* [READING PASSAGE]:
----------
Many thanks to those who responded in mail or by posting. I am embarassed
to admit I failed to notice the volume formula for a tetrahedron.
Naturally, any formula which purports to give the square of a volume
must be nonnegative for a realizable tetrahedron, but that argument is
insufficient for me: it's not clear that positivity of the volume-squared
formula is conversely enough to guarantee the realizability of the
tetrahedron. (Indeed it's not -- the triangle inequalities must still
be assumed on each face.)
Chapman's solution is a natural one. To his reference
>http://www.math.niu.edu/~rusin/known-math/97/herons.tetrahed
I can only respond "Touch\'e!" with a red face. I should have known
some day it would come to this. An even more fitting file is
http://www.math.niu.edu/~rusin/known-math/98/multidim.scal
I really must work on that search engine...
This argument for tetrahedra could not be more than 150 years old, yet
I suspect the inequality itself could be much older; I am still
interested in older citations (and more geometric proofs).
dave
==============================================================================
From: Dave Rusin [rusin@math.niu.edu]
Date: Tuesday, May 26, 1998 4:48 PM
To: ksbrown@seanet.com
Subject: Re: Tetrahedral Inequality (and Tetrahedral Volume!)
Thanks for responding to the thread I initiated.
In article <356a5c51.51097800@news.seanet.com> you write:
> 144 V^2 = AF(-A+B+C+D+E-F) + BE(A-B+C+D-E+F) + CD(A+B-C-D+E+F)
>
> - (A+F)(B+E)(C+D)/2 - (A-F)(B-E)(C-D)/2
>
>Can the formula be broken down into fewer than 5 terms, where each
>"term" is a product of three linear functions of the squared sides?
I remember when you asked this question before; nothing came
to mind then. But a possible method occurred to me today; you'd have to
think about how important the question is to you because I don't
think it's easy.
You have an expression (=144V^2) in the degree-3 part of the graded
polynomial ring Q[A,B,...,F]. You wish to know whether or not this
element is the sum of four or fewer elements of the form L1 L2 L3
with L_i in the degree-1 part of the ring. What you need is some
invariant of cubic forms which counts the "number of product summands".
It may be possible to pursue the analogy with thie following question:
given an expression in the _degree-2_ part of the same ring, you may ask
for the minimum number of products L1 L2 which must be summed to equal
the original expression. Now, this particular question is different
because one has the language of quadratic forms, and I think the
answer may be given in terms of the signature of the form; none of
that generalizes well to cubic forms, however. On the other hand,
any such sum of products reduces to another such sum of products mod
p for any p not involved in the denominators of the L_i. In
particular, one would in the "generic" case be able to write a
quadratic polynomial as a sum of products in Z_2[A,B,...,F].
----------
* [SHORT TASK 1]: Update the tetrahedron thread from "In article <356a5c51.51097800@news.seanet.com>" up to and including "think it's easy.", replacing "question" with "problem".
* [SHORT TASK 2]: What field labels appear in the email header of the tetrahedron thread?
* [SHORT TASK 3]: Proceed with the tetrahedron thread from the point where it stops.
The rows that come next have nothing to do with the tetrahedron thread.

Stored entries
----------
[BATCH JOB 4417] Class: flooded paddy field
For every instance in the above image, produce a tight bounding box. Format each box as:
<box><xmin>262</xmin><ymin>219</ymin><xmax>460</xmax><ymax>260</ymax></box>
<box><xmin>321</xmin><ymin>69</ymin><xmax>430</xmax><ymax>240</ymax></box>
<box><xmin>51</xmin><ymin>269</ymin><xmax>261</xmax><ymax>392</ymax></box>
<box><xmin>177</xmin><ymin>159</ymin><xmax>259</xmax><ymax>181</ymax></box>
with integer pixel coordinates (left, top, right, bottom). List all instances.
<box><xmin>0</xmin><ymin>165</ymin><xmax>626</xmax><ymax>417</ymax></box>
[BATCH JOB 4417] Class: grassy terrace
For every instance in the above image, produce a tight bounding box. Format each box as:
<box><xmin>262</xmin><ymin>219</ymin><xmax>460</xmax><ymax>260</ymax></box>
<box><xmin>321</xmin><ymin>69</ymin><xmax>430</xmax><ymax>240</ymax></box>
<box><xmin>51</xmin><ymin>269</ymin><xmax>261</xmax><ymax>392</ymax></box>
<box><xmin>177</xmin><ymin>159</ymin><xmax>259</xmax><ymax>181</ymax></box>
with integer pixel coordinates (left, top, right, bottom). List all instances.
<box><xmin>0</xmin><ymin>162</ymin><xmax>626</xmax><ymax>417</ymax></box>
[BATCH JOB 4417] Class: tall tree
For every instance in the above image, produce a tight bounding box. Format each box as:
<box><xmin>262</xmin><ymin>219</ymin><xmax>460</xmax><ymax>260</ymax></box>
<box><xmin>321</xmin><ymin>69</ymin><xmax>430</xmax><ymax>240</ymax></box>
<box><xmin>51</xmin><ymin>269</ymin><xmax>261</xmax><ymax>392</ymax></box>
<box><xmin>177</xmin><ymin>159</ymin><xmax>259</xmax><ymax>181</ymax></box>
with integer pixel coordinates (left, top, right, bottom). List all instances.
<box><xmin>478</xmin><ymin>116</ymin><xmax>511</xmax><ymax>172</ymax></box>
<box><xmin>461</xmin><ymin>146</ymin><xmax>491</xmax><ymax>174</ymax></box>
----------
* [REPLY 1]:
In article <356a5c51.51097800@news.seanet.com> you write:
> 144 V^2 = AF(-A+B+C+D+E-F) + BE(A-B+C+D-E+F) + CD(A+B-C-D+E+F)
>
> - (A+F)(B+E)(C+D)/2 - (A-F)(B-E)(C-D)/2
>
>Can the formula be broken down into fewer than 5 terms, where each
>"term" is a product of three linear functions of the squared sides?
I remember when you asked this problem before; nothing came
to mind then. But a possible method occurred to me today; you'd have to
think about how important the problem is to you because I don't
think it's easy.

* [REPLY 2]: From, Date, To, Subject

* [REPLY 3]:
The minimal number of summands in such an expression can be computed,
more or less, and this is an important tool in the cohomology of groups!
The trick is to use the Steenrod algebra of all (mod-2) cohomology
operations. If you're not familiar with that algebra, that's OK in
this case, since the action of the Steenrod algebra on a simple
polynomial ring is easily described: consider the ring homomorphism
S : Z_2[A, B, ...] -> Z_2[A, B, ...] given by its action on the
ring generators: S(A)=A+A^2, S(B)=B+B^2, etc. Since this is a
ring of characteristic 2, we actually have S(L)=L+L^2 for all linear
forms L. It is clear that this S is not degree-preserving, but
that if f is a homogeneous polynomial of degree n in the ring,
then S(f) = f + (something) + (something) + ... + f^2, where each
summand here is supposed to be a homogeneous polynomial of degree
n+1, n+2, ..., 2n. For example,
S(A^2+B^2+AB) = (A^2+B^2+AB) + (AB(A+B)) + (A^2+B^2+AB)^2
We think of this as an infinite sum with all the trailing terms equal
to zero. Thus, S(f) is, for any f, an "infinite" sum of
homogeneous terms S(f) = S^0(f) + S^1(f) + S^2(f) + ... where
S^0(f) = f and in general deg(S^i(f)) = def(f) + i. So we have
now defined a collection of Z_2-linear endomorphisms S^i of the
polynomial ring, each increasing the degrees by i.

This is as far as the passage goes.